### Objective
Copy out the entries below word for word, starting at the line that contains "Reviewer note: verify that every instance of the man's ear" and ending at the line that contains "[[896, 76]]".
--- start of Extracted entries ---
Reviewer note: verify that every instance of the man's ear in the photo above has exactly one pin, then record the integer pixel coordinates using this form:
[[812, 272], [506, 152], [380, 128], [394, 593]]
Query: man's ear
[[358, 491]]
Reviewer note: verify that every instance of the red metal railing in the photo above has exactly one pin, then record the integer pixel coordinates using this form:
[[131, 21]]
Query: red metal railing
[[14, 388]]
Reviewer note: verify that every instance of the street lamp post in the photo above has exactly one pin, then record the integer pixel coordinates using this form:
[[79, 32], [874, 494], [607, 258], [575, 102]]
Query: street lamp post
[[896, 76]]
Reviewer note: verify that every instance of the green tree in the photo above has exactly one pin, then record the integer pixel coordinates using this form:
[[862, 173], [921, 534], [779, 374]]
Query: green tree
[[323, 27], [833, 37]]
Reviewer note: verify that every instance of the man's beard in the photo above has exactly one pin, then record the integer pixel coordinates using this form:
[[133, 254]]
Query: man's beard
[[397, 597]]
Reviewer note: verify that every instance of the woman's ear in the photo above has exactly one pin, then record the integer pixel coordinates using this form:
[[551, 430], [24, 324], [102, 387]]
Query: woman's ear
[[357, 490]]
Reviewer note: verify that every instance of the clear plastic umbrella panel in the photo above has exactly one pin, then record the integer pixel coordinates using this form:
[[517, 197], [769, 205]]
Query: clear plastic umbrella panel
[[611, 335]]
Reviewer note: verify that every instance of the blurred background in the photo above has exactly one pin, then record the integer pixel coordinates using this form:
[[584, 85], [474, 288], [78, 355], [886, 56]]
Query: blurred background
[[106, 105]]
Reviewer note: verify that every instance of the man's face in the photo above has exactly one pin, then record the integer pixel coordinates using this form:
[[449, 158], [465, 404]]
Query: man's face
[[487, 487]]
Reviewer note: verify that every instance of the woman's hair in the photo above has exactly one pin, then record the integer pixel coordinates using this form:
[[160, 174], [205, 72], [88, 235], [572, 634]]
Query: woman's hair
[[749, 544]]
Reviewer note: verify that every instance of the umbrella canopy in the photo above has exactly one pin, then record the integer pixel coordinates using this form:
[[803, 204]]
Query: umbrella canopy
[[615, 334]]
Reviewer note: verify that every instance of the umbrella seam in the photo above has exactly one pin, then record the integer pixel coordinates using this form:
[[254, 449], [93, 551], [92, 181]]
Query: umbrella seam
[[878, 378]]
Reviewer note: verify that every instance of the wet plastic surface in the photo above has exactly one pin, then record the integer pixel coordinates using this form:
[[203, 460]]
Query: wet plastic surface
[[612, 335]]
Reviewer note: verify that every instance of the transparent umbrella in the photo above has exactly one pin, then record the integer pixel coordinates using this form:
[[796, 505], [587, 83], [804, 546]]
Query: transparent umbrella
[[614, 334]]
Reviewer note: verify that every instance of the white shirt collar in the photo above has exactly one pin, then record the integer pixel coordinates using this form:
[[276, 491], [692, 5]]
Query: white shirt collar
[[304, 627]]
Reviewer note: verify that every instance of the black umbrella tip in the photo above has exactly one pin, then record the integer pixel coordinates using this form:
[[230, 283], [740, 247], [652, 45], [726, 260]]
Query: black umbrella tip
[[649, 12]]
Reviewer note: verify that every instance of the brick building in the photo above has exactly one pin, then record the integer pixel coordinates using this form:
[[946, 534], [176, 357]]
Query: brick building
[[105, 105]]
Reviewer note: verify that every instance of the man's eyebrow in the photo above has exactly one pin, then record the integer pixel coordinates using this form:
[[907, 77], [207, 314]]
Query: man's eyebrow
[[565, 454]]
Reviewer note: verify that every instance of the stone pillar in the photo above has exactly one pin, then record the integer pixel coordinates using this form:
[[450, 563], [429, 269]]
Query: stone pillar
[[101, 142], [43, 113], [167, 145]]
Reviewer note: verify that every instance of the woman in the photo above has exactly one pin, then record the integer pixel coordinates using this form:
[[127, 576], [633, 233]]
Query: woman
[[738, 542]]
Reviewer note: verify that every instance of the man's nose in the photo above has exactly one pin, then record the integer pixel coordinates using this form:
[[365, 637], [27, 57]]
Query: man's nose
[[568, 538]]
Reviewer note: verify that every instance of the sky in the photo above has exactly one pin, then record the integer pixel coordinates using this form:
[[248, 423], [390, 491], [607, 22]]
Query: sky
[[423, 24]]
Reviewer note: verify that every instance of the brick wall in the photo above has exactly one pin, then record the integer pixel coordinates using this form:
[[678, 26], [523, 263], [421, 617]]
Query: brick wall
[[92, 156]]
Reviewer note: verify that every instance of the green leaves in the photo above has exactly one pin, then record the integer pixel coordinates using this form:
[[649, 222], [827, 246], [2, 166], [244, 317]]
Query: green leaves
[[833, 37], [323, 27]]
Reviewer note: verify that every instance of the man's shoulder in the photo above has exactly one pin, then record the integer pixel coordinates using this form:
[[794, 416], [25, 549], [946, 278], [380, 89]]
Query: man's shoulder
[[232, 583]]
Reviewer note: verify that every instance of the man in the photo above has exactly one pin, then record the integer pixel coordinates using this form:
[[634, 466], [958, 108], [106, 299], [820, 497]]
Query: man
--- end of Extracted entries ---
--- start of Extracted entries ---
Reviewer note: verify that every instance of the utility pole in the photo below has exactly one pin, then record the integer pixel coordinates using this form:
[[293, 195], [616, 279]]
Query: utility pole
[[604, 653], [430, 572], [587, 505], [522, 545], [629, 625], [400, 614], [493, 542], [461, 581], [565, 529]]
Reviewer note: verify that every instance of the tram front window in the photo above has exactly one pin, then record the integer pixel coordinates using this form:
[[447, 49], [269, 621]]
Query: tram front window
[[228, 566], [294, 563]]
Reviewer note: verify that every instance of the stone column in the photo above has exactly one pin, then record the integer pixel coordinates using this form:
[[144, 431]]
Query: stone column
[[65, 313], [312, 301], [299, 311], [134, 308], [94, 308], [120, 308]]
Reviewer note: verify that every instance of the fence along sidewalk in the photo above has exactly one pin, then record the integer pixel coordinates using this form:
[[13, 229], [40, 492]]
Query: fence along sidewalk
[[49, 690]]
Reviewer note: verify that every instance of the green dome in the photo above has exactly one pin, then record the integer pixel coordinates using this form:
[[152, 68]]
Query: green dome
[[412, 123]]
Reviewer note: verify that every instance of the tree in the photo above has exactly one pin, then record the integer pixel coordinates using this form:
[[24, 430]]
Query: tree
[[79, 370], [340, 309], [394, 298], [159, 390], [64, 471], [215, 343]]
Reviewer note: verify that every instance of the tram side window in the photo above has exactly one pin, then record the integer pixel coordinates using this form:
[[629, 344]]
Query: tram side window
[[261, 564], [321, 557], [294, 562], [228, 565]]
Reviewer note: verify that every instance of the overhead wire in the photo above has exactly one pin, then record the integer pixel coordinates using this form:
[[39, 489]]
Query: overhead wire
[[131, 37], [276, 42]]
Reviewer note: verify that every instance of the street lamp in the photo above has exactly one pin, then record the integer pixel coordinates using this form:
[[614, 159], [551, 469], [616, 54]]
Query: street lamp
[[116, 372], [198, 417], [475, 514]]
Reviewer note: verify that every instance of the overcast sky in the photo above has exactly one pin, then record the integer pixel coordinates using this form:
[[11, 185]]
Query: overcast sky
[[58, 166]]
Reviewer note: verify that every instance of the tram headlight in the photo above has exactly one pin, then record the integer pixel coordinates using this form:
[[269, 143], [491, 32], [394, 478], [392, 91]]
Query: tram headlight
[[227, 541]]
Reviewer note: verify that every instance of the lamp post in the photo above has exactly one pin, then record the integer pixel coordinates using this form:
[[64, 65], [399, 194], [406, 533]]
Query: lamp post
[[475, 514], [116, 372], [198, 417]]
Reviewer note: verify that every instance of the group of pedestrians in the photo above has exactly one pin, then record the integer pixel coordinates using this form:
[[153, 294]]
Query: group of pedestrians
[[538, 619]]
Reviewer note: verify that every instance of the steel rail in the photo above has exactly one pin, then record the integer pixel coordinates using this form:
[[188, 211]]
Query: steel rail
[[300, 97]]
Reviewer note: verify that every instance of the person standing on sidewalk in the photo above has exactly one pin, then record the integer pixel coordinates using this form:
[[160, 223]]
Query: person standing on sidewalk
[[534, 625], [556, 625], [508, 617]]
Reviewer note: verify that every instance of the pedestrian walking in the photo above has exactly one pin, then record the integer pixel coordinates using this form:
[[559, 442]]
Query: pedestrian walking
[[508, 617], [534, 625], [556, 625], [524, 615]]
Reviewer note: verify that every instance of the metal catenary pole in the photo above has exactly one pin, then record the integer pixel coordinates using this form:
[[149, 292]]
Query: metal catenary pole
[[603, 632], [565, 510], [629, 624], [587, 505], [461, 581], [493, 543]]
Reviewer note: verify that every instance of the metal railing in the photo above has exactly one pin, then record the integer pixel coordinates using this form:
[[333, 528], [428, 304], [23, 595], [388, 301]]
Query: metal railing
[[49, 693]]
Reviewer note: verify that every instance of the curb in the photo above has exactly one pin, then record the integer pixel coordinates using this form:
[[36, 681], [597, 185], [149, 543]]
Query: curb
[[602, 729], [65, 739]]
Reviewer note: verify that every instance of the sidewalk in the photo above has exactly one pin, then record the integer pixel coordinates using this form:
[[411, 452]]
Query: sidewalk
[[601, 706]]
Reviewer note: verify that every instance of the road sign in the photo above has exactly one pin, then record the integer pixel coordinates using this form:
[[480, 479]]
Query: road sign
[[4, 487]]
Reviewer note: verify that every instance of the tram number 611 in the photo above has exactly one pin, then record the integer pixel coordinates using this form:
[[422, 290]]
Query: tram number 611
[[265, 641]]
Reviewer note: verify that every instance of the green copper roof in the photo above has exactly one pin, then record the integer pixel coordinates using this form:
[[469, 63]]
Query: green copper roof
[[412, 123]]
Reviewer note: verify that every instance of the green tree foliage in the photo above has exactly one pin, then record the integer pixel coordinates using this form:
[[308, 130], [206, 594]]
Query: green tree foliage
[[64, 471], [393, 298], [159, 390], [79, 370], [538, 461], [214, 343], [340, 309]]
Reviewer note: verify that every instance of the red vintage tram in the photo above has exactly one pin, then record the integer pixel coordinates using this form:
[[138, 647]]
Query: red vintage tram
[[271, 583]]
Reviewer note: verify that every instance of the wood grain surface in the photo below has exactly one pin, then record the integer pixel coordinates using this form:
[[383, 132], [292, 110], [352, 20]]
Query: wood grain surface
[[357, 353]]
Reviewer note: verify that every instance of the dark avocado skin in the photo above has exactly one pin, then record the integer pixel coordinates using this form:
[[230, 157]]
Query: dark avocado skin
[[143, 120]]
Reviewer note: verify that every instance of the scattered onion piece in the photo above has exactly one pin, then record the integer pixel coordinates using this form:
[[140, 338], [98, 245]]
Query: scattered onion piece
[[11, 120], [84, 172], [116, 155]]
--- end of Extracted entries ---
### Final result
Reviewer note: verify that every instance of the man's ear in the photo above has exactly one pin, then record the integer pixel coordinates using this form:
[[812, 272], [506, 152], [380, 128], [394, 593]]
Query: man's ear
[[358, 491]]
Reviewer note: verify that every instance of the red metal railing in the photo above has exactly one pin, then record the integer pixel coordinates using this form:
[[131, 21]]
Query: red metal railing
[[14, 388]]
Reviewer note: verify that every instance of the street lamp post in the photo above has exactly one pin, then record the integer pixel coordinates using this form:
[[79, 32], [874, 494], [607, 258], [575, 102]]
Query: street lamp post
[[896, 76]]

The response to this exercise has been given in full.